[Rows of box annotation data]
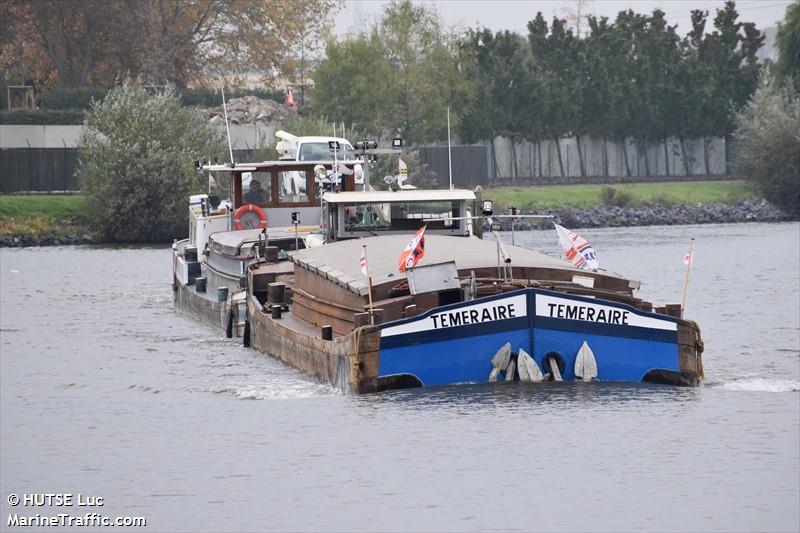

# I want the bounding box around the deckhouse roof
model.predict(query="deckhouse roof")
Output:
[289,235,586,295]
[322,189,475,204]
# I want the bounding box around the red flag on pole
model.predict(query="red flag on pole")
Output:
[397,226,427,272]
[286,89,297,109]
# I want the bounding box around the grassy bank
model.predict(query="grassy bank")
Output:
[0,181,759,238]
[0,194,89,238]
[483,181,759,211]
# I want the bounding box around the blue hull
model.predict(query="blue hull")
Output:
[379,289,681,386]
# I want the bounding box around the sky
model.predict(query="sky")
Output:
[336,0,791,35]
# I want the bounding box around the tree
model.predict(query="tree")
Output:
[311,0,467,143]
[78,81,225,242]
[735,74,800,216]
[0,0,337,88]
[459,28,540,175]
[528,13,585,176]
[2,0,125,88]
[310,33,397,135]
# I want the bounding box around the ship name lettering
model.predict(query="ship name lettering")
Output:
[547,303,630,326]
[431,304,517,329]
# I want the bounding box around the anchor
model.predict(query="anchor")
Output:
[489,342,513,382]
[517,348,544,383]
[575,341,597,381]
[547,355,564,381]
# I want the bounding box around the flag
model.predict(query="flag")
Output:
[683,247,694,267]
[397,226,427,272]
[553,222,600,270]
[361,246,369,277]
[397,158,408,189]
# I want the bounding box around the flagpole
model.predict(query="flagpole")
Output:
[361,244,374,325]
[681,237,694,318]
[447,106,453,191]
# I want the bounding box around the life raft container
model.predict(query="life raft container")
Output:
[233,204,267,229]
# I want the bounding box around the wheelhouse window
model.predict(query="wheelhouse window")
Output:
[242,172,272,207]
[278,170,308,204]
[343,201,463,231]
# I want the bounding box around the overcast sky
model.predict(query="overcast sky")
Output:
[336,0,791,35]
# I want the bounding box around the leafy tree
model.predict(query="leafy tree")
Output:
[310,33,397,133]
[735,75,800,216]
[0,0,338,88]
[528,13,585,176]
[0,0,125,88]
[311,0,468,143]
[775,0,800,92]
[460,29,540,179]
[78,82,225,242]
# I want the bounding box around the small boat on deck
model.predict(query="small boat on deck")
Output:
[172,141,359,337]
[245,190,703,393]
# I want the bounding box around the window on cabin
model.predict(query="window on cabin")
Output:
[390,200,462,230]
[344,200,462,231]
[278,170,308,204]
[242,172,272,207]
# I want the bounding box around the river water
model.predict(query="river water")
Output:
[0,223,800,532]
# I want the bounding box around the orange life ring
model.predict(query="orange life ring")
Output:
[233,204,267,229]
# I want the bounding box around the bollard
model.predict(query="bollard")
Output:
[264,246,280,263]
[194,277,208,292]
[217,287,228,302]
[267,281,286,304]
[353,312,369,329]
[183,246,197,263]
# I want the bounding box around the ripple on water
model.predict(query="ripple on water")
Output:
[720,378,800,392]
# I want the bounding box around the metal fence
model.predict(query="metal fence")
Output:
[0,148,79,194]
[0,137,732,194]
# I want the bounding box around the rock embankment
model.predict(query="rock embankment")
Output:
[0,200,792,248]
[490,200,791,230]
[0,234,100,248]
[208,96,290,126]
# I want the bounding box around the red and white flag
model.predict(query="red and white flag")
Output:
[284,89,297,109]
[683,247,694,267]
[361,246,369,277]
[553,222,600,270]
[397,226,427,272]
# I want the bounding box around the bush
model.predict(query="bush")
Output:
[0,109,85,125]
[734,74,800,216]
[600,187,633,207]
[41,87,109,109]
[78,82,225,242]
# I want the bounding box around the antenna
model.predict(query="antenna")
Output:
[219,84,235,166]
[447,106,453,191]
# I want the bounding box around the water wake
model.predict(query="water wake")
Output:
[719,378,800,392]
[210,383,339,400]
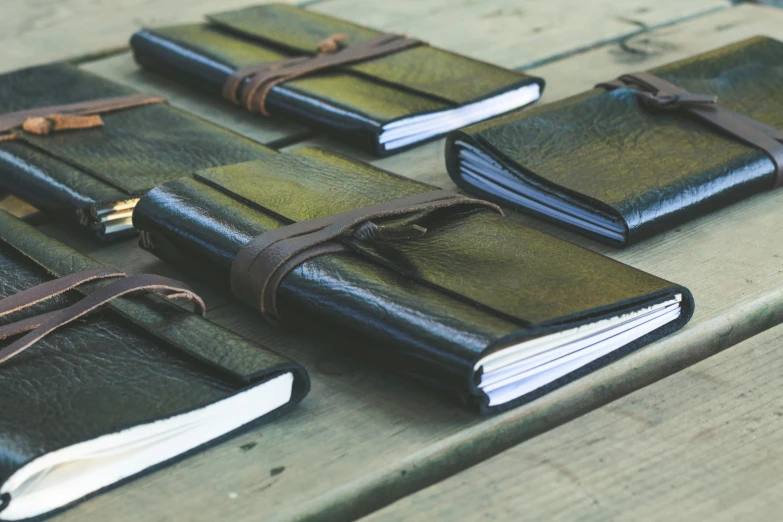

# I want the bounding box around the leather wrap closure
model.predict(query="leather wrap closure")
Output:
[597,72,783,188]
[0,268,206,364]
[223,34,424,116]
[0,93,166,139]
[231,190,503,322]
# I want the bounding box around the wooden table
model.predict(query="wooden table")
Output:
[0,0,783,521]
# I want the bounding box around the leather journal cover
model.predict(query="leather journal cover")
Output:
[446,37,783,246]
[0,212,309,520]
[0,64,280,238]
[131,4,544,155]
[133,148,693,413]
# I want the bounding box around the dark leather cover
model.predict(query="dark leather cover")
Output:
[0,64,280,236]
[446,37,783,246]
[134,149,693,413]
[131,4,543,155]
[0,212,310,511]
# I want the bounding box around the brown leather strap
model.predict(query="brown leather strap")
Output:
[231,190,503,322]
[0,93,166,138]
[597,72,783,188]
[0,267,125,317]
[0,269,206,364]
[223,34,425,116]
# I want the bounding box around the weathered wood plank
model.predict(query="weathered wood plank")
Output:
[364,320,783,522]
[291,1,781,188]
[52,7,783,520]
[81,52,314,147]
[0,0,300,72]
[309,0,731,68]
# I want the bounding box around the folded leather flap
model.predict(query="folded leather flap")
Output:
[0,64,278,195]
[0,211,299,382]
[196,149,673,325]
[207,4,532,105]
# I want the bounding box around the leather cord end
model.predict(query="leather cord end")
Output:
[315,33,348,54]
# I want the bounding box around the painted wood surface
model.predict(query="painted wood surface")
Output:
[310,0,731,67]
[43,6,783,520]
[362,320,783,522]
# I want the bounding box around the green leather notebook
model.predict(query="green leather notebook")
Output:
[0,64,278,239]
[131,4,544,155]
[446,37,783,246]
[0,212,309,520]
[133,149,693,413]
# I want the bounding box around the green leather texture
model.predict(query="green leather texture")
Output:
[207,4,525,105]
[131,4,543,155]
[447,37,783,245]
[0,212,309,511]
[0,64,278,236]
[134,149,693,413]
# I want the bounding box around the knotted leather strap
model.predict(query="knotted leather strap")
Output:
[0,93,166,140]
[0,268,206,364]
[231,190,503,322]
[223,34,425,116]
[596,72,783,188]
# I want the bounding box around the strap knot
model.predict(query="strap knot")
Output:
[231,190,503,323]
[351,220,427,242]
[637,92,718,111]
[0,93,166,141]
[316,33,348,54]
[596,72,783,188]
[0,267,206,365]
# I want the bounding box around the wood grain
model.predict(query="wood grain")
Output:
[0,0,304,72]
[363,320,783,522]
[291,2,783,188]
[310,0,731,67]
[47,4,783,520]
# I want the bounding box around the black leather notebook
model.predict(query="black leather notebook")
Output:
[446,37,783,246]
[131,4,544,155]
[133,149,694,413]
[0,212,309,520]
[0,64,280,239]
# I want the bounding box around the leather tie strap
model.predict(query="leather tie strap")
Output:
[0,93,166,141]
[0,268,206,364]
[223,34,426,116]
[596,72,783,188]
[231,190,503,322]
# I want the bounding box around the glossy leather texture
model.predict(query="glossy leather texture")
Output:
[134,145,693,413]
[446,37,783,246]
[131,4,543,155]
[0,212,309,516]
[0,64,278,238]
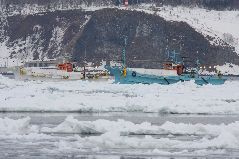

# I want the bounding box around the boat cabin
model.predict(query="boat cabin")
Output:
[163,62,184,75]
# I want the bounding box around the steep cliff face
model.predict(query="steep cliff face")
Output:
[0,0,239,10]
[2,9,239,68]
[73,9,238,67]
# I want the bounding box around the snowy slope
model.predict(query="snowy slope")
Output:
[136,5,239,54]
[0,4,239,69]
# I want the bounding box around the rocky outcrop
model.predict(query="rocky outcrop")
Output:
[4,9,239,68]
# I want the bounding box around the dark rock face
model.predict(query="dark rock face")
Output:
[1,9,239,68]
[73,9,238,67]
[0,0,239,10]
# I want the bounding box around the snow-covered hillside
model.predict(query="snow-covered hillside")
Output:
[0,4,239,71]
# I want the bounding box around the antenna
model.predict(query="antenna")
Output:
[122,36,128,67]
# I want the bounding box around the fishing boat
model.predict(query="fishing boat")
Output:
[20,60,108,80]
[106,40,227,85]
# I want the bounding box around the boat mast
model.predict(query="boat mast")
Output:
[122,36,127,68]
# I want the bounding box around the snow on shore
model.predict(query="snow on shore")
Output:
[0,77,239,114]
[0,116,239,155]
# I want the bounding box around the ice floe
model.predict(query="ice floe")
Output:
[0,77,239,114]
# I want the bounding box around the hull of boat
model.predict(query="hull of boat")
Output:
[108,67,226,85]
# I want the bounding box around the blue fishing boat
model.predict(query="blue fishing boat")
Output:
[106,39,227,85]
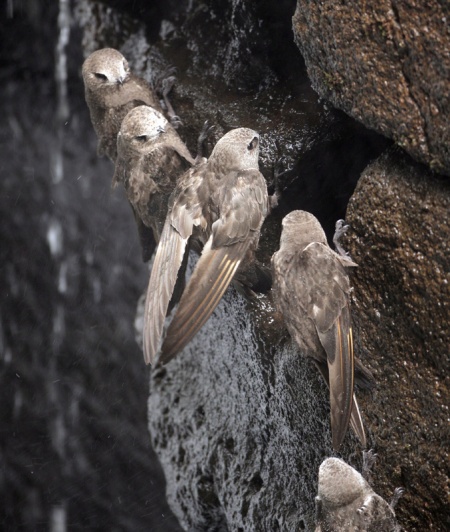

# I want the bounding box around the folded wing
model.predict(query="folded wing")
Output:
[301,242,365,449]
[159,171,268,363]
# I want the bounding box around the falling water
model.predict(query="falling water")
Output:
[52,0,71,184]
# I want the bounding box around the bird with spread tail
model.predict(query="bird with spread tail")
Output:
* * *
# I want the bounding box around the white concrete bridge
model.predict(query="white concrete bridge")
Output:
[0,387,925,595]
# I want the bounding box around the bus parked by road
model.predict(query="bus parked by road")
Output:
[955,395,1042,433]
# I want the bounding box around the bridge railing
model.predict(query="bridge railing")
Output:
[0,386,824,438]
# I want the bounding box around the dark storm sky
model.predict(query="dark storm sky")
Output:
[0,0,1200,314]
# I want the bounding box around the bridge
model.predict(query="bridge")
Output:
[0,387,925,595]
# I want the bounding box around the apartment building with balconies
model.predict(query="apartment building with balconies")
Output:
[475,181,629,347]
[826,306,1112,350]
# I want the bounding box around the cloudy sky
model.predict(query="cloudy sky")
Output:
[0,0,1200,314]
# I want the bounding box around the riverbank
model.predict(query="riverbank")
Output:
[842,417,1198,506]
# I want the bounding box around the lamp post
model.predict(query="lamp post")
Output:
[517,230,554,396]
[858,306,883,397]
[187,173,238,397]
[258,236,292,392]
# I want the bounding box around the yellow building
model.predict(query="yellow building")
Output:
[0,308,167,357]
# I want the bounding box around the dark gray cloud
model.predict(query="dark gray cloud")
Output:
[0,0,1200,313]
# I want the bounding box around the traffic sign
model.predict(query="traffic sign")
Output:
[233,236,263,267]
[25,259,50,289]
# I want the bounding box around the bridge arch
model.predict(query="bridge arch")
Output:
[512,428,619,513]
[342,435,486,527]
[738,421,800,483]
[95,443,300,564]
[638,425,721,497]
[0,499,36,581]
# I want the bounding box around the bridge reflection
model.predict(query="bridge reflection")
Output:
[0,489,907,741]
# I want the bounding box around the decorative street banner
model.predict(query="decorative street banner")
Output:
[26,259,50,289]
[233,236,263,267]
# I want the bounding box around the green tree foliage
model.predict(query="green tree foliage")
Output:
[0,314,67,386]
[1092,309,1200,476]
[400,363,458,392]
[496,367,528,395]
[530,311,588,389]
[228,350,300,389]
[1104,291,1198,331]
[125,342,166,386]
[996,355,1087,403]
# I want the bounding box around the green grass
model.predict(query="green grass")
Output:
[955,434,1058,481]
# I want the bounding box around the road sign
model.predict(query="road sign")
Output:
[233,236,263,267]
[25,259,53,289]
---
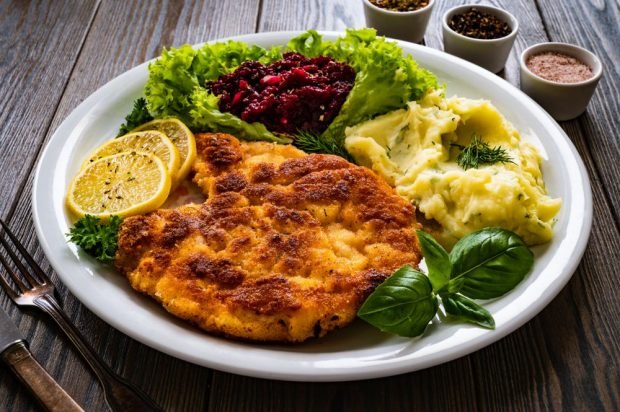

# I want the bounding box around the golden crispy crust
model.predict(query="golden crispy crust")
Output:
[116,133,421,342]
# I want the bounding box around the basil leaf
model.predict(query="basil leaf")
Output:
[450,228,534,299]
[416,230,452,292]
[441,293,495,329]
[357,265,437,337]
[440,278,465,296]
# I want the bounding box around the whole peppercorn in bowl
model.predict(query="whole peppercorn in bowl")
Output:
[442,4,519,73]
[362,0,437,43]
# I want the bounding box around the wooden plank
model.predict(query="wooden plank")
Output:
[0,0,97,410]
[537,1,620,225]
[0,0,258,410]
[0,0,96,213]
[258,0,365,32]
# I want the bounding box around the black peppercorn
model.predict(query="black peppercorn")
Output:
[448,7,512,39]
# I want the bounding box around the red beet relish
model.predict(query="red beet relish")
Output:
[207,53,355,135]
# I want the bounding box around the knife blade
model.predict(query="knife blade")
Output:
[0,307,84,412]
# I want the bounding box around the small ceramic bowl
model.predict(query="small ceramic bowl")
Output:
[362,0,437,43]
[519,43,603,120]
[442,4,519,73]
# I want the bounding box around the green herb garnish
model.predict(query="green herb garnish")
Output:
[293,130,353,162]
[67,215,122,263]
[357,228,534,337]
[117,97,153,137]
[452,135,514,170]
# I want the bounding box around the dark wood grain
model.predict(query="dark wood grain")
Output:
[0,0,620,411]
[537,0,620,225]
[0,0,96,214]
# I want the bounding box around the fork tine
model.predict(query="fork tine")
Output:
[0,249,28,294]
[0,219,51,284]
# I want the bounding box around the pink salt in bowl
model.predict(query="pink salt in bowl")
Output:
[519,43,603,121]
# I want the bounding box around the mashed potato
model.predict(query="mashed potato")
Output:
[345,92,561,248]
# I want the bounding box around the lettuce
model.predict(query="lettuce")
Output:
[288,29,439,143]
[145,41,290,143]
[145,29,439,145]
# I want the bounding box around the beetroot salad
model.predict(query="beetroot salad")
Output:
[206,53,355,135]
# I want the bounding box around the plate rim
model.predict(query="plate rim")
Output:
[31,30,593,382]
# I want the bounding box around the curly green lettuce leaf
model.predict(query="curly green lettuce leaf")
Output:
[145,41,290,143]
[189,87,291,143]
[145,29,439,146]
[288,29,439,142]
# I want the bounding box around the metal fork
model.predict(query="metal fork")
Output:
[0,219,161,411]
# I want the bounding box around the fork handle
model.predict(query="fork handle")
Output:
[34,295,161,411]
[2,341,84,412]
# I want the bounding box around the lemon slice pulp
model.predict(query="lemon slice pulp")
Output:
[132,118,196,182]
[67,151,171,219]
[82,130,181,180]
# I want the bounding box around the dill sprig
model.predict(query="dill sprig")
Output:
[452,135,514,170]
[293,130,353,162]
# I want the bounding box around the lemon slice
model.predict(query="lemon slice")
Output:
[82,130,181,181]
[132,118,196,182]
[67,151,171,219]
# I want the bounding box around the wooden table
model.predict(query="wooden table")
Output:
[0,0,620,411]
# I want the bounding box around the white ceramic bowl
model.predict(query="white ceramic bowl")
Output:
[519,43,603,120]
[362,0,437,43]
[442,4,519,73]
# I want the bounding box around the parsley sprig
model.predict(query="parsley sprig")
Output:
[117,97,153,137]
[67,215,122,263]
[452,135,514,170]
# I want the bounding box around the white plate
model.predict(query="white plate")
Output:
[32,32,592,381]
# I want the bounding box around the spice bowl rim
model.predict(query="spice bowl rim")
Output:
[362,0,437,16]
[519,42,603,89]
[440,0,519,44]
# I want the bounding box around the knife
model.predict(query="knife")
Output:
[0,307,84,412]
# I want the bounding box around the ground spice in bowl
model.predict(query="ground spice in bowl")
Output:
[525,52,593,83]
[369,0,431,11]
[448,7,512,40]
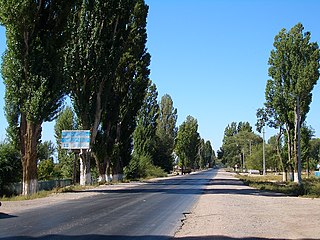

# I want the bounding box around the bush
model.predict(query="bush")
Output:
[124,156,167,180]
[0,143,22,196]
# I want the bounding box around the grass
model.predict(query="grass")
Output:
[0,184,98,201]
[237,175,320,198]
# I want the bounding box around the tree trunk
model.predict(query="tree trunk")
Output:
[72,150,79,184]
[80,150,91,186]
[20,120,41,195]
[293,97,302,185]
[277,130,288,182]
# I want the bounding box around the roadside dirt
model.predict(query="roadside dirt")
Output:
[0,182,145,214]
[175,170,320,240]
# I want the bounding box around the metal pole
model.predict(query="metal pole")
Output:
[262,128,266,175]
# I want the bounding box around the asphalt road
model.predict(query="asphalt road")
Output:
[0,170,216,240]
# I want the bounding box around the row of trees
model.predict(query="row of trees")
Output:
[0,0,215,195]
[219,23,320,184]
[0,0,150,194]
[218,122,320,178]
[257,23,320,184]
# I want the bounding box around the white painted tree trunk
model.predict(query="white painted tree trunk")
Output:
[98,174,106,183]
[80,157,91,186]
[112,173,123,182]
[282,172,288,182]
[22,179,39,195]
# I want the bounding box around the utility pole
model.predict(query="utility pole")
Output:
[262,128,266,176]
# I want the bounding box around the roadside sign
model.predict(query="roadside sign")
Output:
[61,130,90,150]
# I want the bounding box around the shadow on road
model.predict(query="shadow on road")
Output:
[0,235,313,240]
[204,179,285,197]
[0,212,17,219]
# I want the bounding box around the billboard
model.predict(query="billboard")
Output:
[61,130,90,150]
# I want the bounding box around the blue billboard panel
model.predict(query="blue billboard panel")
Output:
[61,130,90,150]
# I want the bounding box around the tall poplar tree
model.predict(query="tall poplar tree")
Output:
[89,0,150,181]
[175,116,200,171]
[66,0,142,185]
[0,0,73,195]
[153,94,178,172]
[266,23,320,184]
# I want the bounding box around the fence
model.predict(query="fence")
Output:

[Task requirements]: Rewrite the stretch of the records that starts with the line containing "# I want the bounding box around the white ceramic" and ends with the line containing "[32,32,592,381]" as a numbered list, one line per item, skipping any blank lines.

[Correct output]:
1. # I want the bounding box around the white ceramic bowl
2. model.predict(query="white ceramic bowl")
3. Output:
4. [519,43,603,120]
5. [362,0,437,43]
6. [442,4,519,73]
7. # I want the bounding box around the parsley sprig
8. model.predict(query="parsley sprig")
9. Output:
10. [117,97,153,137]
11. [67,215,122,263]
12. [452,135,514,170]
13. # I want the bounding box around the white plate
14. model.predict(query="white plate")
15. Output:
16. [32,32,592,381]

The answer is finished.